Supplied text

- - -

Doctor Who: Meglos: 4th Doctor Novelisation“Meglos” features one of the shortest run times in all of classic Doctor Who. If you remove recaps and the credits, the entire run of this one barely runs just a shade over eighty minutes — well short of the standard run time for a four-part serial. And while many will agree with this is the weakest entry for season eighteen, I choose not to see that as a blight on the story, but rather a compliment to just how good season eighteen really is.

And if we’re being honest, I’d rather watch “Meglos” than “The Horns of Nimon” any day of the week.

So, the sheer fact that Terrance Dicks is able to get the novel up to its usual page count and to actually enhance the story a bit is a testament to just how good Dicks can be. Oh sure, he can’t really explain away a sentient, talking cactus as the main villain, but he can at least give us a bit of backstory and a name for the kidnapped human who serves as a host for the titular “Meglos.”

- - -

Short task
Copy everything from "Doctor Who: Meglos: 4th" down to "eighteen really is." in the Meglos review, substituting "flaw" for "blight".

- - -

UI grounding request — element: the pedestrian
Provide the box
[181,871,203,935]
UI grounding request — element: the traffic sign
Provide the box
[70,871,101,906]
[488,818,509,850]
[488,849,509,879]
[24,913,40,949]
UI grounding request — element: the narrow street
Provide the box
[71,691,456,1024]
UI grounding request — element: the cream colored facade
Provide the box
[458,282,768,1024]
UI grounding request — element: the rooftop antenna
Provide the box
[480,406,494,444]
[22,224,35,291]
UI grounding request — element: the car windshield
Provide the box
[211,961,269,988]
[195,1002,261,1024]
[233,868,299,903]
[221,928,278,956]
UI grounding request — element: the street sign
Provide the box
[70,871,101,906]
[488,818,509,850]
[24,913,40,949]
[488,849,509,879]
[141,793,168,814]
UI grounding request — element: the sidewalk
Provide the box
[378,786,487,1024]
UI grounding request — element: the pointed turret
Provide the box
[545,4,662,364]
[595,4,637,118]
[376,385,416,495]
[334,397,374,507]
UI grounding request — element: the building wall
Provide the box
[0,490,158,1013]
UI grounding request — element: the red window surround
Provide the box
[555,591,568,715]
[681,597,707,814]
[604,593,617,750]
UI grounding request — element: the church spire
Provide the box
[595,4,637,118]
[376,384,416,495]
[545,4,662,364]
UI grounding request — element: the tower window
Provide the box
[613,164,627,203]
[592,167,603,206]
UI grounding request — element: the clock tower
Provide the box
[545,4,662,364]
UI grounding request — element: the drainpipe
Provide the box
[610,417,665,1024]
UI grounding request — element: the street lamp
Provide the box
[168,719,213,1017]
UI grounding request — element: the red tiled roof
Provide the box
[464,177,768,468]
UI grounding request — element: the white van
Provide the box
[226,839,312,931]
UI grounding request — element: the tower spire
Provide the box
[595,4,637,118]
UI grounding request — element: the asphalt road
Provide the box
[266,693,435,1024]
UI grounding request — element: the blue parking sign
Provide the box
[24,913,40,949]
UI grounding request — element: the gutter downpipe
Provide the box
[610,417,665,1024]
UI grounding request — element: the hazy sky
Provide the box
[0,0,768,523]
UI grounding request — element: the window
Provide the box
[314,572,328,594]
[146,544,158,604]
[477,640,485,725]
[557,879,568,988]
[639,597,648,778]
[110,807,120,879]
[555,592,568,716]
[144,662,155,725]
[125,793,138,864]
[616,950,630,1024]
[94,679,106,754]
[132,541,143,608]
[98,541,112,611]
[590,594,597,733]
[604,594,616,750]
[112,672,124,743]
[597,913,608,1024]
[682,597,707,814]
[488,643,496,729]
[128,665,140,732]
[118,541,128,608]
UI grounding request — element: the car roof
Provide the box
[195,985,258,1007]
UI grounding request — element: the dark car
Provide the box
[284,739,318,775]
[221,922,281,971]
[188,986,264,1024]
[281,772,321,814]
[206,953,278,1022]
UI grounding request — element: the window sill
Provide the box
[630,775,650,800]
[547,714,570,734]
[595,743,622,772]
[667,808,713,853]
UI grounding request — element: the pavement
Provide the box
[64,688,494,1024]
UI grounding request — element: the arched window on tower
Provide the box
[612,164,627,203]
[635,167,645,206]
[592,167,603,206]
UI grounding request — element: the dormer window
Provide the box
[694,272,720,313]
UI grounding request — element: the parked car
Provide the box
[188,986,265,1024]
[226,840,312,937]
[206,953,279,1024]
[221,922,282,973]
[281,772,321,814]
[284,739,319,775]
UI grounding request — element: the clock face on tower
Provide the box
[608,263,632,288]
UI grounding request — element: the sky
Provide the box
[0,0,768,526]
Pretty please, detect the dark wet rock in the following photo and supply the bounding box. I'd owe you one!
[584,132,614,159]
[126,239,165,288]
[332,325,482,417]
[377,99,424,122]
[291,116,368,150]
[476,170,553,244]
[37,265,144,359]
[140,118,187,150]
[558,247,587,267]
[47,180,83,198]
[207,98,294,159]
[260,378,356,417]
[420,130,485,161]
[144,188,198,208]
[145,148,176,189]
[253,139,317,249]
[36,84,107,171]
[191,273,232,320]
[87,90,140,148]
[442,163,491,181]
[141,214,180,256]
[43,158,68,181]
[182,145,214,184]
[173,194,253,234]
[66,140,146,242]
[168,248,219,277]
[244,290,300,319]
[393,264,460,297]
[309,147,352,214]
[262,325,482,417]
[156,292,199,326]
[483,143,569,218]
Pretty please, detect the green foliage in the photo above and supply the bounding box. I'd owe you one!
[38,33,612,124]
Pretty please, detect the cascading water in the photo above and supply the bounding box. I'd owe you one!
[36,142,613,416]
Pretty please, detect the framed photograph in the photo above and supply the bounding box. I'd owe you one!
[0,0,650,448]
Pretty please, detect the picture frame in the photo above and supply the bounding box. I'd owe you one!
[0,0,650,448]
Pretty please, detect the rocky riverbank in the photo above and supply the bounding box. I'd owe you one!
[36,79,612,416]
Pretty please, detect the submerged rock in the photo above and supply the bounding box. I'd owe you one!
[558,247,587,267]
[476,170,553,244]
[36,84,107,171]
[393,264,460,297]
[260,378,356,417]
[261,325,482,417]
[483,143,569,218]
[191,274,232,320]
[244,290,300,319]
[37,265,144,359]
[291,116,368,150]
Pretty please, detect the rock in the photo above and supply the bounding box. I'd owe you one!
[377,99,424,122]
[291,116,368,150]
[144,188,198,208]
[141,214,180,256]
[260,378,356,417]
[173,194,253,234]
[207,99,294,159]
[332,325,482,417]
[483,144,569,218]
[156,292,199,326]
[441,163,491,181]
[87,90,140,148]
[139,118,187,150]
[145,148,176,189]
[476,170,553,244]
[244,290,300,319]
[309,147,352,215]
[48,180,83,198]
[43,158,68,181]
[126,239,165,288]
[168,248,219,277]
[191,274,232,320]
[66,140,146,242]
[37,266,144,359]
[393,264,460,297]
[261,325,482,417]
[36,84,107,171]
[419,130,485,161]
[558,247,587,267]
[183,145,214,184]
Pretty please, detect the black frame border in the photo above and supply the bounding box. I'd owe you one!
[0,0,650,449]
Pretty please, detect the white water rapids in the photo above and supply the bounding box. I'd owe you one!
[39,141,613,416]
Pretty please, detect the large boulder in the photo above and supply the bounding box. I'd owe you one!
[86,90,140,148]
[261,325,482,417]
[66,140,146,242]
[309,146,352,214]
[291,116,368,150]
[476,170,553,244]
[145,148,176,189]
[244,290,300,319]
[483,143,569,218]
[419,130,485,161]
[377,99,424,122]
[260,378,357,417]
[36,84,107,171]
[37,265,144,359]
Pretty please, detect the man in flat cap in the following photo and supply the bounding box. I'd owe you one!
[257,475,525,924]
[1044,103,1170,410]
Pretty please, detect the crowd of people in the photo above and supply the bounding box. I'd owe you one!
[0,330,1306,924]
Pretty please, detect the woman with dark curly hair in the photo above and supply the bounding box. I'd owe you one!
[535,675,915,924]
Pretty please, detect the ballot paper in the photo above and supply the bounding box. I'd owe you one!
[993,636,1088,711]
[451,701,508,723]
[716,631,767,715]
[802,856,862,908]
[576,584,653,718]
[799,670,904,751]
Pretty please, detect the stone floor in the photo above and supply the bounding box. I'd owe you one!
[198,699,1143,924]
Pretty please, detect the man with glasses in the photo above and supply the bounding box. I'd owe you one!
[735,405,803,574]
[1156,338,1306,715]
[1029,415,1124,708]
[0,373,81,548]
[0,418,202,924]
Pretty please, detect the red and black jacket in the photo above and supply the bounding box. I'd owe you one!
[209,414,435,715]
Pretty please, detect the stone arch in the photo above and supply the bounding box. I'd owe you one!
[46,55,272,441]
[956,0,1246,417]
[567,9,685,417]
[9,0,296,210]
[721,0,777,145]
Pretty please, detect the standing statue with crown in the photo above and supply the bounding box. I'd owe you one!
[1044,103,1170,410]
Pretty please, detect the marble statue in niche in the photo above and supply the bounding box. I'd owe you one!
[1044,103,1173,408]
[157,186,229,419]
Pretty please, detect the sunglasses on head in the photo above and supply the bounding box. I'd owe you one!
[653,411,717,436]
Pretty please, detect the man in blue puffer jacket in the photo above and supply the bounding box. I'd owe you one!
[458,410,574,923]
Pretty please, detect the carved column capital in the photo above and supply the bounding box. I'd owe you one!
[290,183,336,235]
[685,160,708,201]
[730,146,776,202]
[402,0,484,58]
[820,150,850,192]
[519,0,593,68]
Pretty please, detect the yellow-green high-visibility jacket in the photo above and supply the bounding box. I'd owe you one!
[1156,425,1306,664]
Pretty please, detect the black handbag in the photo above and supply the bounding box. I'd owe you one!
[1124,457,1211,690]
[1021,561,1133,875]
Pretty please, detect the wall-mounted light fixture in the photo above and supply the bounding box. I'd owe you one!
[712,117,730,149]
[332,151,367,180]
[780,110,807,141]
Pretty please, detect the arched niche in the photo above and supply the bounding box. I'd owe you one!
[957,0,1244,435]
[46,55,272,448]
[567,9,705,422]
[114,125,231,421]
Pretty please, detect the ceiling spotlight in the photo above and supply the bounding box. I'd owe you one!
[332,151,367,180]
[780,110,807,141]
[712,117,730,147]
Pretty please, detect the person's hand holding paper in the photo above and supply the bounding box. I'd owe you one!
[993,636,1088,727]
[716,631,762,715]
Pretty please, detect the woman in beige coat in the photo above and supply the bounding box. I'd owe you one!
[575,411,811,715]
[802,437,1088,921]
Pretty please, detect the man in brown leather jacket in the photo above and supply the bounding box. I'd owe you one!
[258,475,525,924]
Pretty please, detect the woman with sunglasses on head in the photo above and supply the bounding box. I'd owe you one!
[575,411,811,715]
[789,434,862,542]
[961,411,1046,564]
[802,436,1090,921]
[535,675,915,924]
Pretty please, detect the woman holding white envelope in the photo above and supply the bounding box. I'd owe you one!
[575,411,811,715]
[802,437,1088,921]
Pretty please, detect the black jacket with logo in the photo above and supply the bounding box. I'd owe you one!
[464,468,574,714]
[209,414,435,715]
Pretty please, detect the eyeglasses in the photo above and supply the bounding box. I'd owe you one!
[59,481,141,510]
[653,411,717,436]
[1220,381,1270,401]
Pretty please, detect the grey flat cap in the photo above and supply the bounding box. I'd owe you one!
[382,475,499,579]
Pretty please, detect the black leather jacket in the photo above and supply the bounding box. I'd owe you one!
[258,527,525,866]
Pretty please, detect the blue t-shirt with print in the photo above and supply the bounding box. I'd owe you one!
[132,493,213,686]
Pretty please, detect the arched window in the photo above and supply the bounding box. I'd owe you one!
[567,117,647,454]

- - -

Written answer
Doctor Who: Meglos: 4th Doctor Novelisation“Meglos” features one of the shortest run times in all of classic Doctor Who. If you remove recaps and the credits, the entire run of this one barely runs just a shade over eighty minutes — well short of the standard run time for a four-part serial. And while many will agree with this is the weakest entry for season eighteen, I choose not to see that as a flaw on the story, but rather a compliment to just how good season eighteen really is.